* Dataset:
###
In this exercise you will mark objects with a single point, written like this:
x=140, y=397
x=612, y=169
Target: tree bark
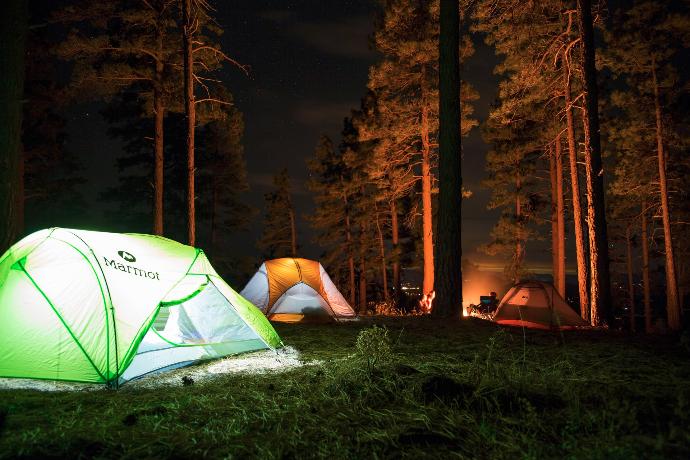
x=631, y=285
x=672, y=304
x=560, y=218
x=293, y=232
x=580, y=249
x=600, y=289
x=13, y=29
x=215, y=185
x=449, y=228
x=189, y=103
x=427, y=219
x=395, y=237
x=362, y=285
x=350, y=248
x=555, y=266
x=518, y=227
x=382, y=254
x=158, y=141
x=21, y=193
x=645, y=271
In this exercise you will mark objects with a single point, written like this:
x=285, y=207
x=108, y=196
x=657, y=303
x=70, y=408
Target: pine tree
x=449, y=247
x=223, y=177
x=13, y=31
x=329, y=184
x=523, y=126
x=642, y=50
x=405, y=85
x=279, y=237
x=600, y=283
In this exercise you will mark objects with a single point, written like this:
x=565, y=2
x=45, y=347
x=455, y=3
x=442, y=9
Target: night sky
x=309, y=61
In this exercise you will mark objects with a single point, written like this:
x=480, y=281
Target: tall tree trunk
x=555, y=266
x=21, y=193
x=645, y=271
x=580, y=250
x=560, y=219
x=189, y=106
x=214, y=214
x=427, y=219
x=293, y=232
x=382, y=254
x=600, y=288
x=158, y=142
x=518, y=228
x=350, y=261
x=395, y=237
x=448, y=232
x=13, y=29
x=631, y=285
x=362, y=284
x=350, y=248
x=672, y=304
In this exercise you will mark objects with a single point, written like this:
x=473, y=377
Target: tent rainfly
x=536, y=305
x=293, y=290
x=105, y=307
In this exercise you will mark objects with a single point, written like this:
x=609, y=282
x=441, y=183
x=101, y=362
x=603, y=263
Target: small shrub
x=373, y=346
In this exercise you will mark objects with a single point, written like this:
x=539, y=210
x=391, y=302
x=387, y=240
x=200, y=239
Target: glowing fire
x=426, y=302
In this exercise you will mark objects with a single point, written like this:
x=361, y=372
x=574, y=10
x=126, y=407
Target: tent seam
x=112, y=307
x=52, y=307
x=140, y=333
x=105, y=305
###
* Exercise description: Write the listing out exactly, apart from its pictures.

* Solution to the problem:
In this exercise you will mark objects with a single point, written like this:
x=140, y=397
x=612, y=169
Target: tree bark
x=631, y=285
x=672, y=304
x=560, y=218
x=293, y=232
x=580, y=249
x=600, y=289
x=13, y=29
x=215, y=185
x=449, y=228
x=189, y=103
x=427, y=219
x=395, y=237
x=362, y=285
x=350, y=248
x=555, y=266
x=518, y=227
x=382, y=254
x=158, y=141
x=21, y=193
x=645, y=271
In this exercise you will mark objects with a single point, written like this:
x=285, y=207
x=108, y=196
x=657, y=303
x=70, y=408
Target: pine tree
x=449, y=247
x=223, y=177
x=13, y=31
x=329, y=184
x=523, y=126
x=642, y=50
x=405, y=85
x=279, y=237
x=600, y=283
In this exercise you will mark objects with a single point, written like this:
x=565, y=2
x=45, y=347
x=455, y=3
x=442, y=9
Target: night sky
x=309, y=61
In this exercise you will mark objects with a single point, written like this:
x=480, y=281
Target: tall tree trunk
x=555, y=266
x=21, y=193
x=645, y=271
x=580, y=250
x=560, y=219
x=189, y=106
x=214, y=214
x=427, y=219
x=293, y=232
x=382, y=254
x=600, y=288
x=158, y=142
x=518, y=228
x=350, y=261
x=395, y=237
x=448, y=232
x=13, y=29
x=631, y=285
x=362, y=284
x=350, y=248
x=672, y=304
In this exercise you will mark objects with a single point, written like this:
x=473, y=377
Target: tent rainfly
x=536, y=305
x=293, y=290
x=105, y=307
In this exercise you will mark objects with a single point, written like this:
x=609, y=282
x=441, y=183
x=101, y=362
x=603, y=263
Target: small shrub
x=373, y=346
In this exercise you will mark objects with a single point, written like this:
x=539, y=210
x=391, y=302
x=387, y=240
x=200, y=239
Target: glowing fire
x=426, y=302
In this exercise you will mark objects with a single point, written like this:
x=361, y=372
x=574, y=10
x=126, y=407
Target: tent seam
x=112, y=307
x=52, y=307
x=140, y=333
x=105, y=305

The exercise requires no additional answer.